● Written exercise:
Lay out every line of the records below as a JSON list of strings, with one string per line and blank lines omitted.

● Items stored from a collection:

========

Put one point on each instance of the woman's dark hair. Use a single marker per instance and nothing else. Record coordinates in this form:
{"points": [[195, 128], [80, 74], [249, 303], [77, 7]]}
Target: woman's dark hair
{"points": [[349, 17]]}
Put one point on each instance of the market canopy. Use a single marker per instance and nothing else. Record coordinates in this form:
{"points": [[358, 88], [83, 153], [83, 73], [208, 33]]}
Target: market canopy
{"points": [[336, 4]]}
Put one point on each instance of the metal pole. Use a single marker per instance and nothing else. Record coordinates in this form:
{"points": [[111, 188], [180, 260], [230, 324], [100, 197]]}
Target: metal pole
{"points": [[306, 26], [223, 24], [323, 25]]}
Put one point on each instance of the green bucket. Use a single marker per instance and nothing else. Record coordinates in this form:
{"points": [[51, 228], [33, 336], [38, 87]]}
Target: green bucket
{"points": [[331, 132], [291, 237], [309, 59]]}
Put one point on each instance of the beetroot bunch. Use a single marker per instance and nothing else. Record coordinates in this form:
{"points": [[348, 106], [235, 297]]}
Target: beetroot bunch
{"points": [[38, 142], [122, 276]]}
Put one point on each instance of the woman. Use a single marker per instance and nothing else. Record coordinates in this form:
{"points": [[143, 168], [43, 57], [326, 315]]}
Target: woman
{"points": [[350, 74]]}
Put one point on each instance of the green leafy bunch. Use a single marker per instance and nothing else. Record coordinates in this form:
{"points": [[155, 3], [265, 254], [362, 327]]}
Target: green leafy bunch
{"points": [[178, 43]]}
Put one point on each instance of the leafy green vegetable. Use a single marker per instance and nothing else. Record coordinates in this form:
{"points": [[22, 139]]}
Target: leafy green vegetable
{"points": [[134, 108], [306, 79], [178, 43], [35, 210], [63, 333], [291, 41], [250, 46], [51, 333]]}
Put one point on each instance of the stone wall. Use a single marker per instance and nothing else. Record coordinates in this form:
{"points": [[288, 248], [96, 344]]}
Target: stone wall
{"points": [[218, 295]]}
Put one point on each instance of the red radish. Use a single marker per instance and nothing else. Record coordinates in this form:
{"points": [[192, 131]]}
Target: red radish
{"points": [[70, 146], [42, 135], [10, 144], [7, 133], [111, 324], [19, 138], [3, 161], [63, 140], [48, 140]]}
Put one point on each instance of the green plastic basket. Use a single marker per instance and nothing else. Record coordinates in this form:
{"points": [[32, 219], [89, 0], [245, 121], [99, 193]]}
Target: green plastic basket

========

● Reply to the exercise:
[
  "Put one point on each instance of the woman's dark hair. Use a single marker per instance and nothing else. Record coordinates in this form:",
  "{\"points\": [[195, 128], [80, 74], [249, 303], [77, 7]]}",
  "Target: woman's dark hair",
  "{\"points\": [[349, 17]]}",
  "Put one point on each instance of the market canopy. Use a single marker per instance and nothing else. Record coordinates in this form:",
  "{\"points\": [[358, 88], [83, 153], [83, 73], [208, 33]]}",
  "Target: market canopy",
  "{\"points\": [[336, 4]]}",
  "Put one point on each instance of the metal pole. Use a single marker per instance and nothing else. Record coordinates in this form:",
  "{\"points\": [[111, 188], [180, 260], [230, 324], [100, 197]]}",
  "Target: metal pole",
  "{\"points\": [[306, 26], [223, 24], [323, 25]]}",
  "Put one point on each instance of the green bucket. Use a single marker per instance and nothing else. Record coordinates in this form:",
  "{\"points\": [[51, 228], [33, 336], [38, 87]]}",
  "Target: green bucket",
  "{\"points\": [[331, 132], [291, 237], [309, 59]]}",
  "Put one point on each instance of the beetroot bunch. Use a single marker per instance and nothing else. Record coordinates in this form:",
  "{\"points\": [[348, 106], [235, 297]]}",
  "Target: beetroot bunch",
  "{\"points\": [[38, 142], [122, 276]]}",
  "Put one point on each instance of the woman. Use a single marker per instance and nothing else. Record coordinates in this form:",
  "{\"points\": [[143, 168], [43, 57], [326, 315]]}",
  "Target: woman",
  "{\"points\": [[350, 74]]}",
  "Put one point on each instance of the green leafy bunch. Use a single marker per instance and nothing else. Record coordinates in this form:",
  "{\"points\": [[155, 3], [265, 254], [362, 327]]}",
  "Target: green leafy bunch",
  "{\"points\": [[178, 43]]}",
  "Put one point on each instance of the leafy green vegetable. Use a single marker per instance and nothing else. Record coordinates in this form:",
  "{\"points\": [[22, 139]]}",
  "Target: leafy green vegetable",
  "{\"points\": [[134, 108], [306, 79], [178, 43], [35, 210], [63, 333], [291, 41], [250, 46], [51, 333]]}",
  "Put one point on each instance of the stone wall. Use a single marker per instance and nothing else. Record coordinates in this form:",
  "{\"points\": [[288, 248], [96, 344]]}",
  "Target: stone wall",
  "{\"points\": [[218, 295]]}",
  "Put one point on each instance of the red radish. Use a single marker per instance and nothing else. Record coordinates in this form:",
  "{\"points\": [[192, 131]]}",
  "Target: red radish",
  "{\"points\": [[70, 146], [42, 135], [10, 144], [7, 133], [111, 324], [19, 138], [3, 161], [63, 140], [48, 140]]}",
  "Put one point on each instance of the green plastic basket. Use a single marker per instance and nothing else. Record coordinates in this form:",
  "{\"points\": [[32, 219], [89, 0], [245, 121], [99, 193]]}",
  "Target: green plastic basket"
]